Instructions to follow ▸
Transcribe the records below in full; pictures stay out of the copy.

:::::

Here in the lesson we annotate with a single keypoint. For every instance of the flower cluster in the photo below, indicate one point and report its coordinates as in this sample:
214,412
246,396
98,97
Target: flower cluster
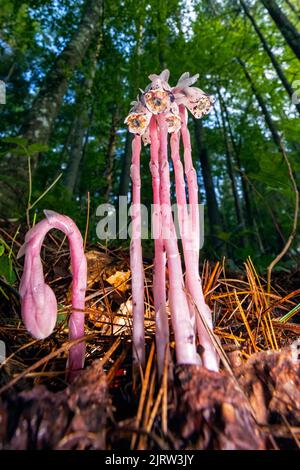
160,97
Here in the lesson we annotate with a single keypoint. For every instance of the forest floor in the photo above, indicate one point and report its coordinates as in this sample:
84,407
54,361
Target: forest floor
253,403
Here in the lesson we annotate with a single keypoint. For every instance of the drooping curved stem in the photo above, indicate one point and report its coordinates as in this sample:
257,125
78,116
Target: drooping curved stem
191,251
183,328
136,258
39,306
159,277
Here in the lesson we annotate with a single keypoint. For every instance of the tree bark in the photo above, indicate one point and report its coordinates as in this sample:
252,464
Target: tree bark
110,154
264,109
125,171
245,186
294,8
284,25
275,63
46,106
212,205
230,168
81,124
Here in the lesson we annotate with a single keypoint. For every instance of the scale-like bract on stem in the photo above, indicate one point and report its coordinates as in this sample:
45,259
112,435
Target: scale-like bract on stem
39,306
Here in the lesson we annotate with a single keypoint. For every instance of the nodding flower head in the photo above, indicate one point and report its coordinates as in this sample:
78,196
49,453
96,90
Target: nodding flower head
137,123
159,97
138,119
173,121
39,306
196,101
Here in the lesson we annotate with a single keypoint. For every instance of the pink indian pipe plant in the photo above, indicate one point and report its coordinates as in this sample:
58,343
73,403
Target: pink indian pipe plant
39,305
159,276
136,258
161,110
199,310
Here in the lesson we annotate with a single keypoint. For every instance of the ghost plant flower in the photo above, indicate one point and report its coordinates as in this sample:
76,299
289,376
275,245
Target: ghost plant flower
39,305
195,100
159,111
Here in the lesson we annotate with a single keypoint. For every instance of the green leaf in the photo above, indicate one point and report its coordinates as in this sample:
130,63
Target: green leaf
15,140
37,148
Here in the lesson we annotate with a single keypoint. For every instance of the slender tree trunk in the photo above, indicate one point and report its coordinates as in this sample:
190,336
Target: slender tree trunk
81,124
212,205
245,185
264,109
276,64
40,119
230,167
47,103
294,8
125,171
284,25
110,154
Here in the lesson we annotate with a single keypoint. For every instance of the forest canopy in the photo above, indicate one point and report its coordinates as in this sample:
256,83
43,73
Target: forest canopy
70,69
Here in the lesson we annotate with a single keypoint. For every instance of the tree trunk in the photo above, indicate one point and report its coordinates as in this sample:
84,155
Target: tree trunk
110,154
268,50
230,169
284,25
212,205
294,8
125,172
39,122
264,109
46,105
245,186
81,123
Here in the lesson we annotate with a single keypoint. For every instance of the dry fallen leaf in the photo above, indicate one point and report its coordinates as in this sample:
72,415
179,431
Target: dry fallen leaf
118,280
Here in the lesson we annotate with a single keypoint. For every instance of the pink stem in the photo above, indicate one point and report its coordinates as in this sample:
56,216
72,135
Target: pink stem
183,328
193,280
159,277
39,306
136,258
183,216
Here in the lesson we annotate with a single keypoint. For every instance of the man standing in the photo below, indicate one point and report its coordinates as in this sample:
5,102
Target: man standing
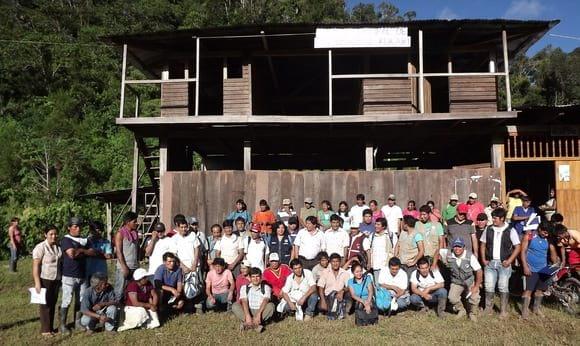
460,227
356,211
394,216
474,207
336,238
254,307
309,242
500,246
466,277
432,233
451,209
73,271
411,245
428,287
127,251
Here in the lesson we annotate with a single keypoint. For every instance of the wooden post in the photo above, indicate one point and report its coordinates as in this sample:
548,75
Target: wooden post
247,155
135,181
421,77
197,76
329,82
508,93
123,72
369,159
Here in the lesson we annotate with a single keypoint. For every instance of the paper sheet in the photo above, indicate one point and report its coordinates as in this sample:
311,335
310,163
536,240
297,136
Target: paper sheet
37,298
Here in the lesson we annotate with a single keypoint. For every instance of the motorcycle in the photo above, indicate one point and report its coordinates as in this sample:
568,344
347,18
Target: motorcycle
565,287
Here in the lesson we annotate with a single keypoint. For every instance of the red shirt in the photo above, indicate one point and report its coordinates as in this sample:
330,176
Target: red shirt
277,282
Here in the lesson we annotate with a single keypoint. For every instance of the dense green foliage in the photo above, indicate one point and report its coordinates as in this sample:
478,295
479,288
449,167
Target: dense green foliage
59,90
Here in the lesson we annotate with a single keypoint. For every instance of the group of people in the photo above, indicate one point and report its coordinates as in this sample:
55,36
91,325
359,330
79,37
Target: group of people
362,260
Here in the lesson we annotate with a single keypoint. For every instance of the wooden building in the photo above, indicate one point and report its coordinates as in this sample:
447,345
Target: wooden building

:::::

Answer to the exercise ▸
Here in the lesson we annotate with a single keypoint. For every instance of the flower cluster in the photo below, indicate one point and report its coordinates as in this sample:
214,412
246,396
98,97
Target: flower cluster
160,97
Here in the lesson we annotate with a single keypoint. For every instance of the forest floor in the photo above, indicate one point and report its coordinates as in this sample:
84,407
54,361
Target: forest floor
253,403
Here in the lesson we annotate with a single keypoint. For every instance of the drooping curved stem in the photo above, indicate one point and report its coordinates as in this sample:
257,125
78,116
Target: drooping curved stem
191,251
183,328
136,258
39,306
159,277
Here in the lesson we annotate with a single keypoint. For every instance of the tree bark in the photo above, indicate one point and report its coordinates as in this sample:
252,464
Target: tree bark
110,154
264,109
125,171
245,186
294,8
284,25
275,63
46,106
212,205
230,168
81,124
Here in the lesson we annotate with a single keypoint. For every instance of the scale-like bract on stem in the photo above, indicate one point and report its coordinates as in this sample:
45,259
112,435
Target: scale-like bract on stem
39,306
Here in the lesson we annotate with a single keypoint. For every instance of the nodding flower head in the photo above, indicate one point and report its coordinates as in this sample:
78,196
49,453
96,90
Target: nodding flower head
137,123
159,97
138,119
173,121
39,306
196,101
Here in the lesson we annotate with a single keypoint. For every instance of the pink indian pipe plant in the photo above, indicate one point and report its coordinates as in this sample:
58,343
73,403
Target: pink indian pipe plant
39,305
159,276
136,258
161,110
199,310
Here in the lesson we annotate with a single keypoint. For every instance of the ghost plant flower in the photo above, indicate one point and report its coordinates as in this sample:
76,299
289,376
275,245
Target: ghost plant flower
39,305
195,100
159,111
Here in the lesson we annotate with a single keypoint. For every instance of the green leaf in the photo above, indicate one point and report its coordinates as in this sample:
130,63
Target: green leaf
15,140
37,148
Here in the lesson we annotate with a single keypoint. For every instance of the slender tree trunk in the photo above, indicate one point and report its coordinates as in this sample:
190,336
Target: slender tree trunk
81,124
212,205
245,185
264,109
276,64
40,119
230,167
47,103
294,8
125,171
284,25
110,154
Here in the lesson we annotate with a single keypoint. For every instance of the forest canopy in the photo above, indicate one point and report its coordinates as in this sample:
256,83
43,73
Target: forest canopy
70,69
Here in the lesson we annotate with a single keypoint. For every instance of the tree trunk in the photo above, indicate one point and report its coordinates as in this sample:
84,155
Target: tree trunk
110,154
268,50
230,169
284,25
212,205
294,8
125,172
39,122
264,109
46,105
245,186
81,123
Here in the lesson we annotate with a single keypoint. For every instance of the dry fallen leaf in the photo above, indicate one point and report its coordinates as in this sample:
72,415
179,431
Target: dry fallen leaf
118,280
Here in the lesson we annotate with a single keypoint. For every instance of the pink stem in the photo above, indicate one point and report its coordinates as in this sample:
56,216
72,135
Target: pink stem
183,328
193,280
159,277
39,306
136,258
183,216
Here in the lesson we annotate with a single keypoint. For every instance of the man standing in the photo below, indicate one point and report its coordinates as in this sample:
5,102
Target: man standing
460,227
356,211
394,216
474,207
336,238
254,307
309,242
500,246
466,277
432,233
451,209
73,271
411,245
428,287
127,251
Here in the lesson we annotate with a single keypoint. For every instance of the wooden post in the photo above, indicate one point and report its coordinates as in this sample:
548,75
Target: wooden post
247,155
135,181
421,77
197,76
329,82
508,93
123,72
369,159
Here in the lesson we annotate with a single keypoint. For every instance of the paper sheet in the photo above, indicate one point and report its coordinates as in this sample:
311,335
310,163
536,240
297,136
Target: paper sheet
37,298
Here in the lesson we annotate with a single keypoint. For every instance of the motorcycle in the photo above, indicate one point and report its coordinates as in this sample:
568,344
347,18
Target: motorcycle
565,287
Here in the lesson we annotate with a single keypoint. For every instance of the red shirt in the photo above, indicate one point and report its coordinates as in this sample:
330,176
Target: red shirt
277,282
Here in the lesson we annotate with a single keypoint. For every instance of the dense green foliage in the photo above, indicate one point and report its coordinates as in this sample:
478,295
479,288
449,167
Target: dense green foliage
59,90
Here in the lesson we annotate with a single keypoint. For every instance of the group of people in the photo above, indicate one point and report its coordinates as in this sample:
55,36
91,325
359,330
79,37
Target: group of people
362,260
Here in the lesson we annotate with a single keypoint. For every instance of the wooden building in the photo above, indicate one point and report its coordinates as in this sample:
447,345
Target: wooden building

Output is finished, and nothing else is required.